§ Recorded information:

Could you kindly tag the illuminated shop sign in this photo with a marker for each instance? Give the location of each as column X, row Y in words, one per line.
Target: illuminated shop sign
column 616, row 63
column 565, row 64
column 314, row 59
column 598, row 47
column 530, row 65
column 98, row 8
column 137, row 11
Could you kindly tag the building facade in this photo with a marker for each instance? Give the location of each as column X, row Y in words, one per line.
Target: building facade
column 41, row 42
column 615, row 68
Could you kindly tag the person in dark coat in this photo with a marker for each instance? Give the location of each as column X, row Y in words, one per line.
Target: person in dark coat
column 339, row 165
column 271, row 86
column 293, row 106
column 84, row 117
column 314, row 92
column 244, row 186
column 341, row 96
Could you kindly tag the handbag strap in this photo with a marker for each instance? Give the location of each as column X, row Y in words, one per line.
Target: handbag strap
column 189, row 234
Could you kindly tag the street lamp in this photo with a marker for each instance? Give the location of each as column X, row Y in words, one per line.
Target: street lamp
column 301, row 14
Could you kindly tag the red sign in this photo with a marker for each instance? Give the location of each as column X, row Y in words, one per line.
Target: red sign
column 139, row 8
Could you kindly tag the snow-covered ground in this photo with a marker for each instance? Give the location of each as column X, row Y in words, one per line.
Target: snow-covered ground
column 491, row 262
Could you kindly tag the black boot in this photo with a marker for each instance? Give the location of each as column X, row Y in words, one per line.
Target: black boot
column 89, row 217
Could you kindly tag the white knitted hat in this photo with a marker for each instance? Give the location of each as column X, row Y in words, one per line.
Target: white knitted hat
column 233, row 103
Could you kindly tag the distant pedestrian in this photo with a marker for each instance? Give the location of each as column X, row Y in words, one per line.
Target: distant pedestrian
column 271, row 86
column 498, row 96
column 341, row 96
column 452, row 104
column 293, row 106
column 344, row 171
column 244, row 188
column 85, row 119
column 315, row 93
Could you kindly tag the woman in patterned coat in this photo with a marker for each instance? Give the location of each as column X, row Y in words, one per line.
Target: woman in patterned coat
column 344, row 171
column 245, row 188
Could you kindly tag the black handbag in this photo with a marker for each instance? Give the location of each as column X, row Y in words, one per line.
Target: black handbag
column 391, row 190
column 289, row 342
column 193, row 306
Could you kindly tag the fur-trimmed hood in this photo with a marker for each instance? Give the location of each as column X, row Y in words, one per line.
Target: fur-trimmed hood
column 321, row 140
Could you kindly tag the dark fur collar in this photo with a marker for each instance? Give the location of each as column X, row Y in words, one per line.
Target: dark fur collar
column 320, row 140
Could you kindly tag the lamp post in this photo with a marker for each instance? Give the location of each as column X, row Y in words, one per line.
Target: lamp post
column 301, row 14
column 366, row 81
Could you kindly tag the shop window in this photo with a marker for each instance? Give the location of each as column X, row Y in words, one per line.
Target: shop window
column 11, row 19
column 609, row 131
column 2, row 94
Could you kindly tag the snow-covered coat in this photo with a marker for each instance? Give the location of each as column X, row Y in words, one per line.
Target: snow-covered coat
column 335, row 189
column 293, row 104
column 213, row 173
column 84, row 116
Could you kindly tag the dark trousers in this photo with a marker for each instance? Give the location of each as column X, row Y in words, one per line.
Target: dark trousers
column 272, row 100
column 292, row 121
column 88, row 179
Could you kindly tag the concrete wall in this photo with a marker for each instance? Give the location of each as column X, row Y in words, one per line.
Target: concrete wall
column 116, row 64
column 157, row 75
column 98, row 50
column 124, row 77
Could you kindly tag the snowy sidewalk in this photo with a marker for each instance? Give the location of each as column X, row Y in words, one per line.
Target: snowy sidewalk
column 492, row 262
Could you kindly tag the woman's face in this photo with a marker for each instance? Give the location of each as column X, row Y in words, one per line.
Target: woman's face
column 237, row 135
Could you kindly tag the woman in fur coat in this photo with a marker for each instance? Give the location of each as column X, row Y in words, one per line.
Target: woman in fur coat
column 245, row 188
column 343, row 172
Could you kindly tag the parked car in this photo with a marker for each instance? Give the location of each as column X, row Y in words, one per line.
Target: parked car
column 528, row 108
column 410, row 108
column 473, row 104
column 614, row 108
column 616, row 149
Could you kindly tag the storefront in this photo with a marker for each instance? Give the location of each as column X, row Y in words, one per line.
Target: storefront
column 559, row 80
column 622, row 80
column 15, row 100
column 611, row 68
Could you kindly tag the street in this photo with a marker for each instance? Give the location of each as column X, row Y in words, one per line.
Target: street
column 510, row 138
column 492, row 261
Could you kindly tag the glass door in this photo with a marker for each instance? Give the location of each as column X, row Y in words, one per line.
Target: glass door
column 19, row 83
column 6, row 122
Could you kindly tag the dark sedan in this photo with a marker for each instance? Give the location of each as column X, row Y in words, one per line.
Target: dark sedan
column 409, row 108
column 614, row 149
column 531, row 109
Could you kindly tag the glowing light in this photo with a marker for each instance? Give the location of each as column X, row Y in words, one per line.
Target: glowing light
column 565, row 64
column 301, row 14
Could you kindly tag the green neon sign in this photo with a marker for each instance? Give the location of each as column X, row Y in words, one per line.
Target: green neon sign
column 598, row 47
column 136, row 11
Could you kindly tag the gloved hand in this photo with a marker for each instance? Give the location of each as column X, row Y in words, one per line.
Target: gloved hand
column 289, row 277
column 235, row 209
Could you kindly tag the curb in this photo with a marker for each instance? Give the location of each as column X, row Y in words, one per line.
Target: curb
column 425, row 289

§ Directions:
Please write out the entire listing above line for line, keeping every word and number unchanged.

§ Answer to this problem:
Could you kindly tag the illuminated shop sign in this photo with a marker for each instance? Give the location of each as column X, row Y in words, one per line.
Target: illuminated shop sign
column 616, row 63
column 565, row 64
column 314, row 59
column 598, row 47
column 530, row 65
column 98, row 8
column 137, row 11
Could you kindly tag the building facade in this photo with a marker for each instance? Give the location of each as column X, row Y in words, one per line.
Target: building facade
column 41, row 42
column 615, row 68
Could you kindly tag the person in dark coat in this photo with a marker for each instance? Give the location of each as column X, row Y in words, one per line.
Target: person in dark coat
column 339, row 165
column 271, row 86
column 293, row 106
column 84, row 117
column 314, row 92
column 244, row 186
column 341, row 96
Could you kindly tag the handbag strap in this photo with a marker for each instance? Give the location of each as column X, row Y in words, one per line.
Target: handbag strap
column 189, row 234
Could you kindly tag the street lamp in this photo with a marker for each instance? Give the location of each as column X, row Y in words, one per line.
Target: street lamp
column 301, row 14
Could you kindly tag the red sign in this photo with a marker for each instance? Give the location of each as column X, row Y in words, one per line.
Target: red sign
column 139, row 8
Could you kindly tag the snow-covered ground in this photo with a marker for each instance? Give the location of each as column X, row Y in words, one per line.
Target: snow-covered ground
column 491, row 262
Could you kindly tag the black boot in this photo with a marker for each instance? Give the location of each as column X, row Y in words, one per line.
Target: black boot
column 89, row 217
Could you kindly tag the white knitted hat in this photo with a marker for each instance? Give the location of each as column X, row Y in words, one per line.
Target: white knitted hat
column 233, row 103
Could you kindly tag the distant pedestrian in this photo with a marker for each instance? Give the location of each as column X, row Y in words, one per line.
Target: distant pedestrian
column 271, row 86
column 498, row 96
column 341, row 96
column 452, row 104
column 293, row 106
column 344, row 171
column 244, row 188
column 85, row 119
column 315, row 93
Could you kindly tag the woman in patterned coat in this photo with a marker for each instance? Give the location of each as column X, row Y in words, one per line.
Target: woman in patterned coat
column 344, row 171
column 245, row 188
Could you kindly tag the black handbag in this photo with a marker for each instance? Give the location of each as column X, row Y in words, one per line.
Target: black handbag
column 391, row 190
column 289, row 342
column 193, row 306
Could you kindly tag the fur-trimmed hood in this photo with a marker for each instance? Give the location of each as column X, row Y in words, one per line.
Target: fur-trimmed hood
column 321, row 140
Could you kindly tag the dark fur collar in this photo with a marker for each instance? Give the location of each as column X, row Y in words, one per line.
Target: dark fur collar
column 320, row 140
Could you kindly tag the lamp post in this photo with a marker for each instance? Give the location of each as column X, row Y in words, one per line.
Target: lamp post
column 301, row 14
column 366, row 81
Could you kindly tag the shop window in this photo with a marker for each instance? Give the location of each as column X, row Y in words, one per line.
Target: shop window
column 11, row 19
column 609, row 131
column 2, row 94
Could you kindly tag the snow-covered coat in this photo with a marker for each instance? Give the location of each as column X, row Y in words, one per line.
Target: snow-covered coat
column 335, row 189
column 293, row 104
column 213, row 173
column 84, row 116
Could you kindly tag the dark trousers in this photo with a marker for each instance? Give the location of each as column X, row Y in words, one per line.
Target: dark trousers
column 272, row 100
column 292, row 121
column 88, row 179
Could you kindly tag the concrete wall in this photo with a marker for each instance? Give the location of each as column X, row Y in words, one per line.
Target: concrete wall
column 116, row 64
column 157, row 75
column 98, row 50
column 124, row 77
Could you kindly tag the snowy sidewalk in this photo with a marker for each instance? Give the location of each as column X, row Y in words, one per line.
Target: snowy sidewalk
column 492, row 262
Could you kindly tag the woman's face in this photo with a marker for each instance? Give the location of each as column X, row Y in words, one per line.
Target: woman's face
column 237, row 135
Could you kindly tag the woman in fur coat in this photo with a marker for each instance? Give the location of each as column X, row Y in words, one per line.
Target: woman in fur coat
column 245, row 188
column 343, row 172
Could you kindly tag the parked car in this photo with a marker for each instance? Give the location of each as column X, row Y in words, one per line.
Target: parked car
column 528, row 108
column 410, row 108
column 473, row 104
column 614, row 108
column 616, row 149
Could you kindly tag the storefront in this photo with a marker for each instance? Give the location of each as column X, row Y in words, one per line.
Target: storefront
column 559, row 80
column 622, row 80
column 15, row 100
column 611, row 68
Could you kindly tag the street in this photo with a marker for each instance? Give the location of each as column X, row Y in words, one per line.
Target: street
column 510, row 138
column 492, row 261
Could you kindly tag the glass door in this photo with a marker for each instance? Give the location of each as column X, row Y in words, one per line.
Target: glass door
column 19, row 83
column 6, row 122
Could you kindly tag the dark sedan in this photo with a marker for each instance? Give the location of each as column X, row Y in words, one per line.
Target: dark sedan
column 409, row 108
column 614, row 149
column 531, row 109
Could you kindly tag the glowing light in this photo with a marker for each instance? Give the location of each as column X, row Y in words, one per line.
Target: glowing light
column 565, row 64
column 301, row 14
Could you kindly tag the green neon sign in this photo with a marker for each instance? Give the location of each as column X, row Y in words, one per line.
Target: green neon sign
column 598, row 47
column 136, row 11
Could you kindly tag the gloved hand in this photo with a marker for each instance? Give the location of each as column X, row Y in words, one per line.
Target: gloved hand
column 289, row 277
column 235, row 209
Could you kindly tag the curb in this photo with a marker for each instance? Give the location of each as column X, row Y in words, one per line.
Target: curb
column 425, row 289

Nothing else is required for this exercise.